§ Your objective
Reproduce the data below verbatim, starting at the line containing "Object class to annotate: gravel ground" and ending at the line containing "[45, 40, 58, 65]", both lines included.

Region labeling records
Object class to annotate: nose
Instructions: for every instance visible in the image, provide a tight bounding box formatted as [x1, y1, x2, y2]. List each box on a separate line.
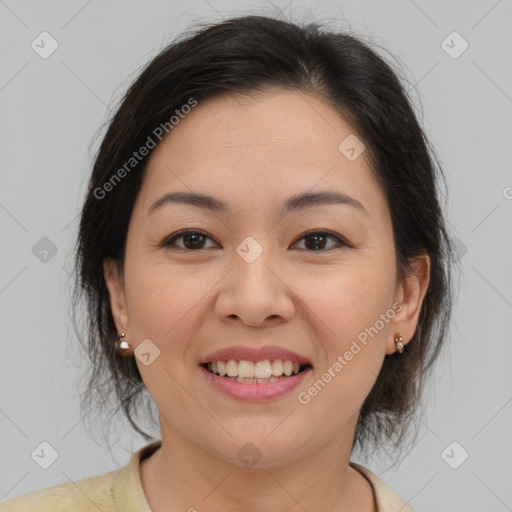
[216, 241, 295, 327]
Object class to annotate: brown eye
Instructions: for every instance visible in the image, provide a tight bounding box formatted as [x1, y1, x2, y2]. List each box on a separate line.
[290, 231, 349, 252]
[162, 230, 218, 251]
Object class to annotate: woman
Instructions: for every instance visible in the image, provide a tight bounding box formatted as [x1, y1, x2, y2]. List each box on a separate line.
[1, 16, 452, 512]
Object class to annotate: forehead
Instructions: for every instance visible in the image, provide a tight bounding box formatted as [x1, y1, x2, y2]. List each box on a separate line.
[136, 90, 385, 220]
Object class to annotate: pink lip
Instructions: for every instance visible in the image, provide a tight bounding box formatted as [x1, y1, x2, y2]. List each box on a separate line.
[199, 345, 311, 366]
[199, 366, 312, 402]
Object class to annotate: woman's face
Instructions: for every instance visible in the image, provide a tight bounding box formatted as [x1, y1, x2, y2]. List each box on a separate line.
[106, 90, 426, 466]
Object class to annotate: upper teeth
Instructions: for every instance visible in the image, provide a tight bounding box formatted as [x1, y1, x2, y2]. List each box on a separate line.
[208, 359, 300, 379]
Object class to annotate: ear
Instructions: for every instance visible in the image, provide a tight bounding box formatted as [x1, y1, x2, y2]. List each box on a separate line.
[103, 260, 130, 336]
[386, 254, 430, 354]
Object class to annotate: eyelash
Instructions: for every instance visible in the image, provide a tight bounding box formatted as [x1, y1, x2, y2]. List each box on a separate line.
[160, 230, 353, 253]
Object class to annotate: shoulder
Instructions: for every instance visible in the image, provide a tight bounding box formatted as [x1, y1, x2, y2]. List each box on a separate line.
[0, 471, 117, 512]
[350, 462, 414, 512]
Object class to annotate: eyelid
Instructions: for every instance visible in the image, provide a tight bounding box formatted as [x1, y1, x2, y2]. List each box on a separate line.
[159, 228, 354, 253]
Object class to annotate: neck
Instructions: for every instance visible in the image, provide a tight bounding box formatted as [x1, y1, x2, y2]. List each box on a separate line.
[140, 425, 377, 512]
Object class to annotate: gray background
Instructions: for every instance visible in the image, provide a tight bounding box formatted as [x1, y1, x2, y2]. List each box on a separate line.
[0, 0, 512, 512]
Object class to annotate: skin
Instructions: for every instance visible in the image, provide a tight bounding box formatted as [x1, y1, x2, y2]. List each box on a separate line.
[104, 89, 430, 512]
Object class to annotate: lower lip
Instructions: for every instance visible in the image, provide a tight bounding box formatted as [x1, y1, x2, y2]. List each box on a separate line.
[199, 366, 311, 402]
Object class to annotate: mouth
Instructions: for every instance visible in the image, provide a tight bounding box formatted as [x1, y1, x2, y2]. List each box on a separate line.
[200, 359, 312, 384]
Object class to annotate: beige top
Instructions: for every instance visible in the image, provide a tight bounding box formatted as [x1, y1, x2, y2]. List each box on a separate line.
[0, 441, 414, 512]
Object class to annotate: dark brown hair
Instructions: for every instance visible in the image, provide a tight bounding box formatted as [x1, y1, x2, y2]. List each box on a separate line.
[75, 16, 454, 458]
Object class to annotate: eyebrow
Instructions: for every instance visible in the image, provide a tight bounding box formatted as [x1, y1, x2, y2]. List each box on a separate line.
[147, 190, 368, 216]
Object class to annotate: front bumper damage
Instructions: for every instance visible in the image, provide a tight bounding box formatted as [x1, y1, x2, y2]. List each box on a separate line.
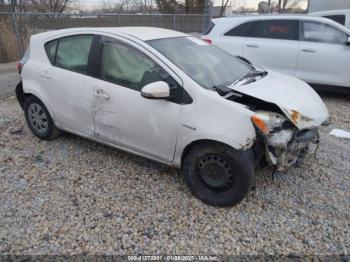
[259, 128, 319, 171]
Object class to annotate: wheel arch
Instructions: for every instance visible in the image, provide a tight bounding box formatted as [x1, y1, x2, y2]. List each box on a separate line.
[16, 81, 55, 122]
[178, 139, 253, 167]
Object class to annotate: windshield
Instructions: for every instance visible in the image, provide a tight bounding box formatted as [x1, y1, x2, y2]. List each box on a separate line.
[148, 37, 253, 89]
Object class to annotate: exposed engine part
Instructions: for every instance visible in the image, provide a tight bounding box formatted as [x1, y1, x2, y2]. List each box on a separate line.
[267, 129, 318, 171]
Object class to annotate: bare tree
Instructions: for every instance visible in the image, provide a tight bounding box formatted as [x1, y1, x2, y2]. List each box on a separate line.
[101, 0, 130, 14]
[26, 0, 77, 13]
[156, 0, 183, 13]
[133, 0, 157, 13]
[220, 0, 230, 16]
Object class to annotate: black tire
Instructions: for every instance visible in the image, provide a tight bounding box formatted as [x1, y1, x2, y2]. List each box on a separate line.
[24, 96, 61, 140]
[182, 143, 255, 207]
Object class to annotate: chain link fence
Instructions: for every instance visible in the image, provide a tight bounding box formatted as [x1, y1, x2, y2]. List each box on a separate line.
[0, 12, 208, 64]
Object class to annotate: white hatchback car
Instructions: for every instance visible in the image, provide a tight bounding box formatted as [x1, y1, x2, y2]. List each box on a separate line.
[16, 27, 328, 206]
[202, 15, 350, 93]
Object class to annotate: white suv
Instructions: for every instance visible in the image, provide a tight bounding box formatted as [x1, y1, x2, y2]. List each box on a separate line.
[309, 9, 350, 29]
[202, 15, 350, 93]
[16, 27, 328, 206]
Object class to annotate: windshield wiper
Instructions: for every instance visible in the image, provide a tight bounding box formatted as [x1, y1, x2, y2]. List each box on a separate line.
[232, 70, 267, 85]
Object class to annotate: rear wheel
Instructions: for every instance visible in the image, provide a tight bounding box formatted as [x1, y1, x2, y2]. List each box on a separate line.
[24, 96, 61, 140]
[183, 143, 255, 206]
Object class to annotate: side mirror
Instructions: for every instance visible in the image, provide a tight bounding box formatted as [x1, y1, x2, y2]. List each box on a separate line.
[141, 81, 170, 99]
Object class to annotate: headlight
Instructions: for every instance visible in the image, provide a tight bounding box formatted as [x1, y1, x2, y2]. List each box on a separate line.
[251, 111, 287, 135]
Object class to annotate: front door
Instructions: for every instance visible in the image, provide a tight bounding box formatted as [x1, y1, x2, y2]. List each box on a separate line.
[296, 21, 350, 86]
[44, 35, 94, 136]
[91, 38, 181, 162]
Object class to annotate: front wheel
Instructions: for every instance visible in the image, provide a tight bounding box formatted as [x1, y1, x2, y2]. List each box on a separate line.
[24, 96, 61, 140]
[182, 143, 255, 206]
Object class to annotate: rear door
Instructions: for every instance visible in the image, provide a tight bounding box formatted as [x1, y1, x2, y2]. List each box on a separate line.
[243, 19, 299, 75]
[296, 21, 350, 86]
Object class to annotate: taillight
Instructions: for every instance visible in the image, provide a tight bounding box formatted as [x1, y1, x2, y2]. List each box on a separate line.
[202, 38, 213, 45]
[17, 62, 23, 74]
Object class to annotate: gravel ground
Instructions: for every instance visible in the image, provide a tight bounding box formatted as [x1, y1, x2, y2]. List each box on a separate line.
[0, 88, 350, 255]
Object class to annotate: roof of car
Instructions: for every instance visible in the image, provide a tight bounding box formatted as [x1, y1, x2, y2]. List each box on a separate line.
[211, 14, 350, 34]
[32, 27, 188, 41]
[309, 9, 350, 15]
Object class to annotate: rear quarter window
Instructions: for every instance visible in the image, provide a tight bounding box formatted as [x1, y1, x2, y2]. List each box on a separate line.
[203, 21, 215, 35]
[224, 21, 257, 36]
[45, 35, 93, 74]
[324, 15, 345, 25]
[45, 40, 58, 65]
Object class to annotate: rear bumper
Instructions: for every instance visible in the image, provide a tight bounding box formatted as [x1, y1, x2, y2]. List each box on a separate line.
[15, 81, 26, 109]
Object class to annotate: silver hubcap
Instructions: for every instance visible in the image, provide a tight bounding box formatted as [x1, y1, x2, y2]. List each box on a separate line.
[28, 103, 48, 134]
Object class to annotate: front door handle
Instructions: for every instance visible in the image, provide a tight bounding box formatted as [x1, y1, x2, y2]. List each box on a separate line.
[247, 44, 259, 48]
[94, 89, 111, 100]
[40, 70, 51, 79]
[301, 48, 316, 53]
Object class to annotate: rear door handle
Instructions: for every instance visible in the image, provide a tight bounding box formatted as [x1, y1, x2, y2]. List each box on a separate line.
[301, 48, 316, 53]
[40, 71, 51, 79]
[94, 89, 111, 100]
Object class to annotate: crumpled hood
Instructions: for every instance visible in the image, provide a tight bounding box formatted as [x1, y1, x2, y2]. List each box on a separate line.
[230, 71, 328, 129]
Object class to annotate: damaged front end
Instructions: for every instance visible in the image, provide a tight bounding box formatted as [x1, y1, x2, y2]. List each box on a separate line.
[252, 111, 319, 171]
[217, 88, 328, 171]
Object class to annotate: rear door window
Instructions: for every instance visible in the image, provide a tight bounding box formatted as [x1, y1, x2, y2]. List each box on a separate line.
[324, 15, 345, 25]
[54, 35, 93, 74]
[225, 21, 257, 36]
[301, 21, 348, 45]
[250, 20, 299, 40]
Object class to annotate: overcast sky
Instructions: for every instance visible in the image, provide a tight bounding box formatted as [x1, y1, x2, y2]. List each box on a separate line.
[79, 0, 274, 8]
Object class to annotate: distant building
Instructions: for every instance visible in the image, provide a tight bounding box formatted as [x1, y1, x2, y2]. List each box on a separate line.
[309, 0, 350, 12]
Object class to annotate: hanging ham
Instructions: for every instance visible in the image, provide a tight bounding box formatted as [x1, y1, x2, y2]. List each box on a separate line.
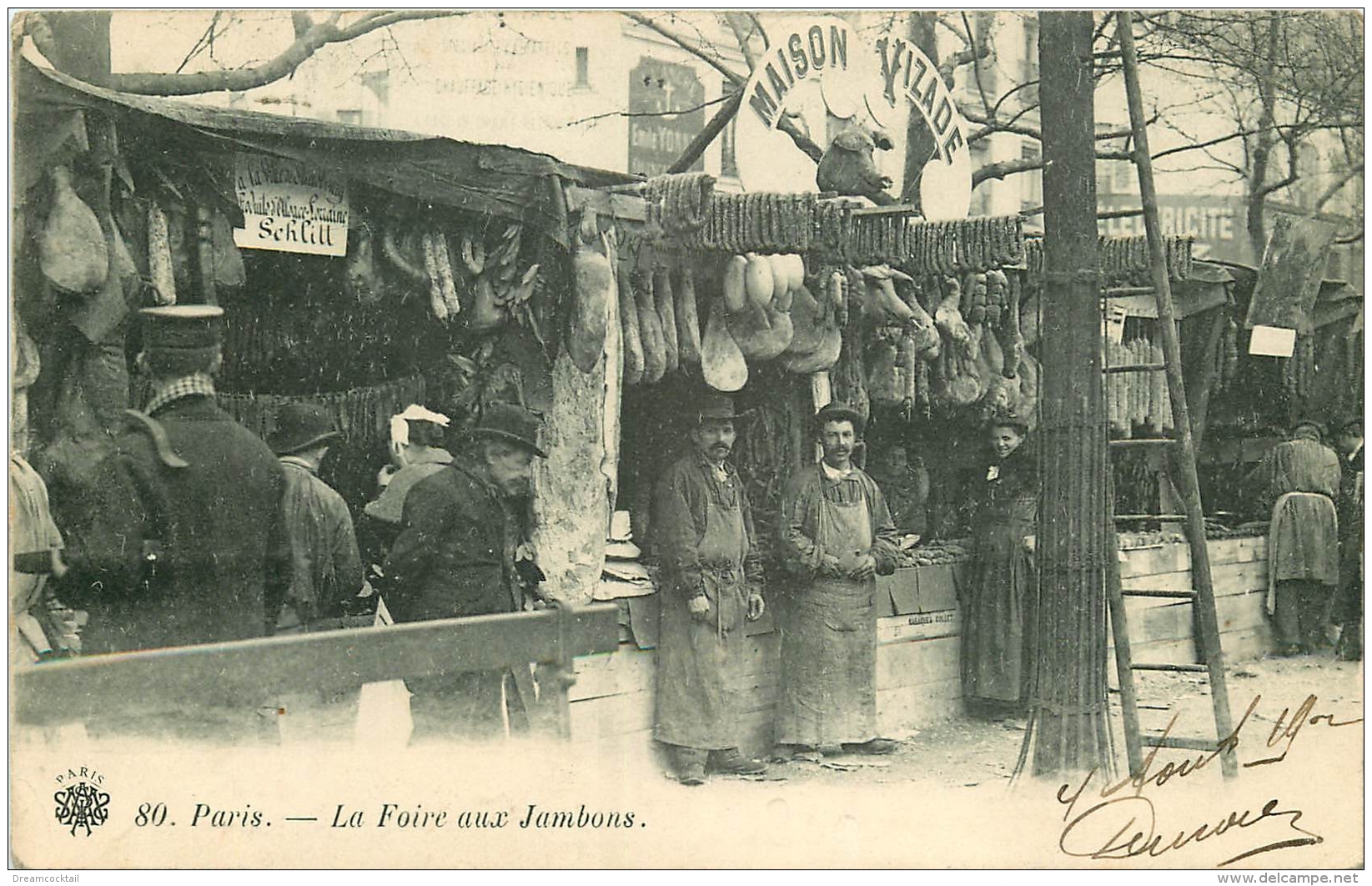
[38, 166, 110, 299]
[700, 300, 748, 392]
[566, 234, 619, 372]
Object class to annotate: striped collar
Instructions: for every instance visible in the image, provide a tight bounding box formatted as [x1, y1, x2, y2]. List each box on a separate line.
[143, 372, 214, 415]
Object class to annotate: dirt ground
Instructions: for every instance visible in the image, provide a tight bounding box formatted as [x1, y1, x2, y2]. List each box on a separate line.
[730, 654, 1364, 788]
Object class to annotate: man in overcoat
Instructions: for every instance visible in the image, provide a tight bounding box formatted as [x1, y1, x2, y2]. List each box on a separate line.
[1246, 421, 1340, 656]
[651, 395, 767, 784]
[62, 305, 291, 653]
[381, 403, 546, 739]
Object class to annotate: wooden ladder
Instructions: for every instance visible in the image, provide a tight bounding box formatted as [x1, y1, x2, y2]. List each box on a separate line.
[1102, 13, 1239, 778]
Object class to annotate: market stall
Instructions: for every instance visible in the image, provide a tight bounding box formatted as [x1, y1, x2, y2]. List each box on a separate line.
[13, 63, 627, 612]
[15, 53, 1294, 746]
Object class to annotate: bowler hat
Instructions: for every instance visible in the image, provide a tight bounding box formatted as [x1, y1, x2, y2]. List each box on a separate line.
[1291, 418, 1328, 443]
[815, 403, 867, 436]
[138, 305, 224, 349]
[691, 392, 751, 424]
[268, 403, 339, 456]
[468, 403, 547, 458]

§ Answer for the task
Object class to annotate: gravel ground
Instructions: for every instance visible in the image, provide a tight bounding box formatted as [x1, y1, x2, y2]. List each box on a separate line.
[0, 88, 350, 255]
Object class to annotate: roof of car
Instructions: for every instance visible in the image, provide a tight bounding box formatted as [x1, y1, x2, y2]. List each box on a separate line.
[211, 14, 350, 34]
[32, 27, 188, 41]
[309, 9, 350, 15]
Object class to annotate: rear quarter window
Instructions: for every instance visible in the image, provide a tight bounding box formatted as [x1, y1, x2, y2]. List each box on a separate line.
[203, 21, 215, 35]
[224, 21, 257, 36]
[45, 35, 93, 74]
[324, 15, 345, 25]
[45, 40, 58, 65]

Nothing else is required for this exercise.